• THE EXERCISE: Collect every line of the rows below that contains the word "hillside", treating uppercase and lowercase letters as different.

• DATASET:
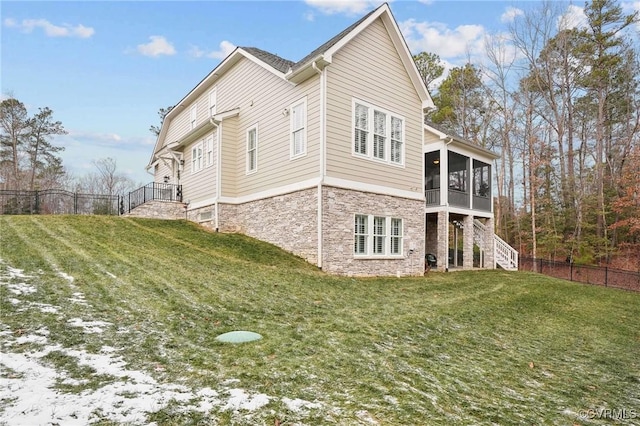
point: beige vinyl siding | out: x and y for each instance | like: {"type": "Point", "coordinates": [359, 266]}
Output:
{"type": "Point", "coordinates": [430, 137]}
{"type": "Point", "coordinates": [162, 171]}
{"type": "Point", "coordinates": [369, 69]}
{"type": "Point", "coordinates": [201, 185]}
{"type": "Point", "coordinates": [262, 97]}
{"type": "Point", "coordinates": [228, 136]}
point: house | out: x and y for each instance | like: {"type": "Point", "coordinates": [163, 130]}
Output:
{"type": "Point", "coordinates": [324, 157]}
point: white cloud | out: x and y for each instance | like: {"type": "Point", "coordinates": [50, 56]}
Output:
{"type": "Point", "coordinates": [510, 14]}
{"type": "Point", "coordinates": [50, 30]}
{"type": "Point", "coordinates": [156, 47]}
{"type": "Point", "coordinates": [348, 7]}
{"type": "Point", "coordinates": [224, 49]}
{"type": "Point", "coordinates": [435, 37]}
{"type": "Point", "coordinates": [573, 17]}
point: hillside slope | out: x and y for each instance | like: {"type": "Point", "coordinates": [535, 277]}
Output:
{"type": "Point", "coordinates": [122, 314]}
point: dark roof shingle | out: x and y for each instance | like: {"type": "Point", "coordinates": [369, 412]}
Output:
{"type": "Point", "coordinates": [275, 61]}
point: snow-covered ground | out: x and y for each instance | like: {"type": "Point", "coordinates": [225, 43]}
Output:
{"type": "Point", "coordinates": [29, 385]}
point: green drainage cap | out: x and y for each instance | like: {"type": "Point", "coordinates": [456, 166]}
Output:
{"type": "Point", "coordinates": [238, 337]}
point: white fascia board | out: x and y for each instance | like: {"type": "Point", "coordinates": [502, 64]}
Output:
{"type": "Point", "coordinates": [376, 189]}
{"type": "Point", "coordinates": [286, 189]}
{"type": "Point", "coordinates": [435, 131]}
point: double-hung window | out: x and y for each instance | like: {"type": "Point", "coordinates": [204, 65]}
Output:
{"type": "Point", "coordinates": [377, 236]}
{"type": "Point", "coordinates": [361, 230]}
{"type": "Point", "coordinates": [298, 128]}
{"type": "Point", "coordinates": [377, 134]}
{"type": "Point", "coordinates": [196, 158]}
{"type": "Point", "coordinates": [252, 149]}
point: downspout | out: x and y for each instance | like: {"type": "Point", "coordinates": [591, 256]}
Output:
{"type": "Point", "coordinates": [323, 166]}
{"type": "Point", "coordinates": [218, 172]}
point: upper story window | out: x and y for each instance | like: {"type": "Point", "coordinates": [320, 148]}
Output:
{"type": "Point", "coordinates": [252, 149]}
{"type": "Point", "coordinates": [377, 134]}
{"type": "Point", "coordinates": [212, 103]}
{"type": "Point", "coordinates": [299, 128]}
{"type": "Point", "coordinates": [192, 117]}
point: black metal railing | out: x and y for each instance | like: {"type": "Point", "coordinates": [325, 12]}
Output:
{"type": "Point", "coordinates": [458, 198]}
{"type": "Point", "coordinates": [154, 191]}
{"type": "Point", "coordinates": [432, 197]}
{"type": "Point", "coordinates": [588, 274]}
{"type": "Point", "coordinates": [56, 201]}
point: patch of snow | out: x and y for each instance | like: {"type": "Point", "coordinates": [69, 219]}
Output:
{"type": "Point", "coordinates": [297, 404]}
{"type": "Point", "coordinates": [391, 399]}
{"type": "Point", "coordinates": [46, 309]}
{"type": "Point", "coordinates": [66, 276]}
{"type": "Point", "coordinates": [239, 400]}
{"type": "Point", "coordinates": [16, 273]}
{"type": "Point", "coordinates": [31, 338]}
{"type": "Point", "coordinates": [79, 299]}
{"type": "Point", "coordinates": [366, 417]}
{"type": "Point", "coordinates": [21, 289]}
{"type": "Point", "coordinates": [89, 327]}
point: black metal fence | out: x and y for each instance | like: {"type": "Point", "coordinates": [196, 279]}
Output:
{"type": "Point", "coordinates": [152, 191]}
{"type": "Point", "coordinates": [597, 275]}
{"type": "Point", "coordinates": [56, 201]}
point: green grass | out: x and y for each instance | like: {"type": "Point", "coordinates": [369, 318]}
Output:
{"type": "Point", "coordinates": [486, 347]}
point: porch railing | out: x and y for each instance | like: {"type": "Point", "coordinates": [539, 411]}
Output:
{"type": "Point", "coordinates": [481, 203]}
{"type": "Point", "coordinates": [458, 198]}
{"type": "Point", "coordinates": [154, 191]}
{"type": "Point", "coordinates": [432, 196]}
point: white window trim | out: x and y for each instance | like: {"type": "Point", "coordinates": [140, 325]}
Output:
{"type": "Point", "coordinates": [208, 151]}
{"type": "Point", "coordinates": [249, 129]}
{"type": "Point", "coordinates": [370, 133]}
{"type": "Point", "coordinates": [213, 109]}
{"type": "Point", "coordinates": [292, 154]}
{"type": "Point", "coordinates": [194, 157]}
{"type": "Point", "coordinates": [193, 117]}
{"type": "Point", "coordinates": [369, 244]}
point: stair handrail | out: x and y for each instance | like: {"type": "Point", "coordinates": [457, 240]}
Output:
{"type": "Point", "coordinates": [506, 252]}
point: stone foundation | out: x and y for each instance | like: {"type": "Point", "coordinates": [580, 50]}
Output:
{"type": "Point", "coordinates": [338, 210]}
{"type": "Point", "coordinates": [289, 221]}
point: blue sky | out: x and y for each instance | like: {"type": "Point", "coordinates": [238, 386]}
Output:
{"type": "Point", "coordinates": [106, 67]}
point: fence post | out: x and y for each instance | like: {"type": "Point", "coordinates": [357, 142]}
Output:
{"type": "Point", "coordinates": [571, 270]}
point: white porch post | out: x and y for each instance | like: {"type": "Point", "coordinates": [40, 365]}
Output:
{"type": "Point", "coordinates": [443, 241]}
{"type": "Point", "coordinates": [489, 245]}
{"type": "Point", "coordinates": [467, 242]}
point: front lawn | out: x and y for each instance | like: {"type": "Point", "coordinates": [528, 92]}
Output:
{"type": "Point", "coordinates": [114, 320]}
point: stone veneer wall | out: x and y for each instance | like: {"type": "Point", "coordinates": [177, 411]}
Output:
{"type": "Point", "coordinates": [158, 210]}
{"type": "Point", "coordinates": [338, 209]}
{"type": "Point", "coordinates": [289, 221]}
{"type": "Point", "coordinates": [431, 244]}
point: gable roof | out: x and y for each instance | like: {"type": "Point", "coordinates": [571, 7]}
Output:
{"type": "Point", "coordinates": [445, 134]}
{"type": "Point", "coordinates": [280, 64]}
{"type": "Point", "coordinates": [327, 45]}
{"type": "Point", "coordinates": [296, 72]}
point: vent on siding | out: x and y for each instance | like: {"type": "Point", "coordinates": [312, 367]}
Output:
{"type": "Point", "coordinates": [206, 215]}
* * *
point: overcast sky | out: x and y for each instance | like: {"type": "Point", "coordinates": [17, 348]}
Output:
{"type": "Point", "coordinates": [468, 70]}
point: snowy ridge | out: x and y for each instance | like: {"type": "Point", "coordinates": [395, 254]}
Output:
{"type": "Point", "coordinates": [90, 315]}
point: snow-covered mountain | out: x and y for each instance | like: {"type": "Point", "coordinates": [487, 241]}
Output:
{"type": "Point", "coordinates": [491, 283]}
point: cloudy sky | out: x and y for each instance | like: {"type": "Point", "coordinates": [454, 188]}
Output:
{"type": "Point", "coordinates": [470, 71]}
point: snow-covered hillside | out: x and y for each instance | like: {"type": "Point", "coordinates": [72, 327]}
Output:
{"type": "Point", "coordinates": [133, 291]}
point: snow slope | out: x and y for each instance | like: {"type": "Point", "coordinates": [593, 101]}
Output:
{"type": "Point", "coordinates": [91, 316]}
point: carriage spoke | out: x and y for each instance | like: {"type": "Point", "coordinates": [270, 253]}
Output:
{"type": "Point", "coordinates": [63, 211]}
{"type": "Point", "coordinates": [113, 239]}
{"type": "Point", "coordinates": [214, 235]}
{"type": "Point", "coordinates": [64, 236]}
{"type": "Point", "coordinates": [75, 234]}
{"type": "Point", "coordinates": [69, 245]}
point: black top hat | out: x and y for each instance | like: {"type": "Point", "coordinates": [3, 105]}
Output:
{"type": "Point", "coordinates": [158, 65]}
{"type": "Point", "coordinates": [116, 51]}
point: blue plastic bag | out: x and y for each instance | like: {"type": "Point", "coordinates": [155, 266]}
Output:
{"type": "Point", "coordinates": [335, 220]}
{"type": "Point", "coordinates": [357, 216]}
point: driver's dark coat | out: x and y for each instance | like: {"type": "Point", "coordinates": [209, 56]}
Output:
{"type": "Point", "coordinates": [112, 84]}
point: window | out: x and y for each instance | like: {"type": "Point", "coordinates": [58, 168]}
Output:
==
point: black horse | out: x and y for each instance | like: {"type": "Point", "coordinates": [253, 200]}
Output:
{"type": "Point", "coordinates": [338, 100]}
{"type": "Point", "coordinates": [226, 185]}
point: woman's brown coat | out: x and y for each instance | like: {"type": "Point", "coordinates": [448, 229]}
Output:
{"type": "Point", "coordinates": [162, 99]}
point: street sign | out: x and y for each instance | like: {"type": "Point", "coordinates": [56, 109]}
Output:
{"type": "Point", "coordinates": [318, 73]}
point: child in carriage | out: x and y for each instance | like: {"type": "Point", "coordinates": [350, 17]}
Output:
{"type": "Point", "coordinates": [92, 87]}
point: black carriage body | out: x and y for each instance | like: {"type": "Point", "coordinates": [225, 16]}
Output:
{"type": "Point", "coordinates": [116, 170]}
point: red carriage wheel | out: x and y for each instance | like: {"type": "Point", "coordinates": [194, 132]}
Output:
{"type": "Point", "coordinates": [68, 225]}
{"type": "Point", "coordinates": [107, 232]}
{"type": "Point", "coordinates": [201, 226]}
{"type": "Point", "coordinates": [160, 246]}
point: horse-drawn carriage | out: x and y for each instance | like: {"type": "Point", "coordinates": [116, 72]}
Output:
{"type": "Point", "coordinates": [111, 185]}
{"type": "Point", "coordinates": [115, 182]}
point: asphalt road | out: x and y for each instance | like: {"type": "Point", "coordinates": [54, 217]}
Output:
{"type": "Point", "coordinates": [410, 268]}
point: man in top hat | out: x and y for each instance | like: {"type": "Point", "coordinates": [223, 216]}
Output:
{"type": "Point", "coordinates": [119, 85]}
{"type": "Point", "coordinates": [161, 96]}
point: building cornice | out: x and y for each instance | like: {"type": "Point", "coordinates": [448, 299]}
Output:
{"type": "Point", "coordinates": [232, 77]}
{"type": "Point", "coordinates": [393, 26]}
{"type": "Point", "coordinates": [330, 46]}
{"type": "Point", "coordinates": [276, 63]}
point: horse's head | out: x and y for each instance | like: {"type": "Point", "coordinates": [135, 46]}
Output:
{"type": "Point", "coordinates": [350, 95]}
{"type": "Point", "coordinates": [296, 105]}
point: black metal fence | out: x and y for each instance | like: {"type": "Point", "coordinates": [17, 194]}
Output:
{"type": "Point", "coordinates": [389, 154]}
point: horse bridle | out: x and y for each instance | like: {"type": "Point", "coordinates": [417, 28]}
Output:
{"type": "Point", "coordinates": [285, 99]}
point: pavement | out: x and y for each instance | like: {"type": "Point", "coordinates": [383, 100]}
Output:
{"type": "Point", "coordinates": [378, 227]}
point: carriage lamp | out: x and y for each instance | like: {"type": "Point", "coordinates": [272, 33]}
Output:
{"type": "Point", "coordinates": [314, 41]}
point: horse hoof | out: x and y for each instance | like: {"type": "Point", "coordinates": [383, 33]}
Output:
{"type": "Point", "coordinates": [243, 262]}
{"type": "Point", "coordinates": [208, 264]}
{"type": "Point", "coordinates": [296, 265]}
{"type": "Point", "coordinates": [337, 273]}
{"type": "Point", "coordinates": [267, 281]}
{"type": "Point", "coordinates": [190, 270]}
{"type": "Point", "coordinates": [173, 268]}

• SOLUTION TO THE PROBLEM:
point: hillside slope | out: x and y for each instance | like: {"type": "Point", "coordinates": [535, 277]}
point: snow-covered hillside | out: x and y for each instance | like: {"type": "Point", "coordinates": [72, 327]}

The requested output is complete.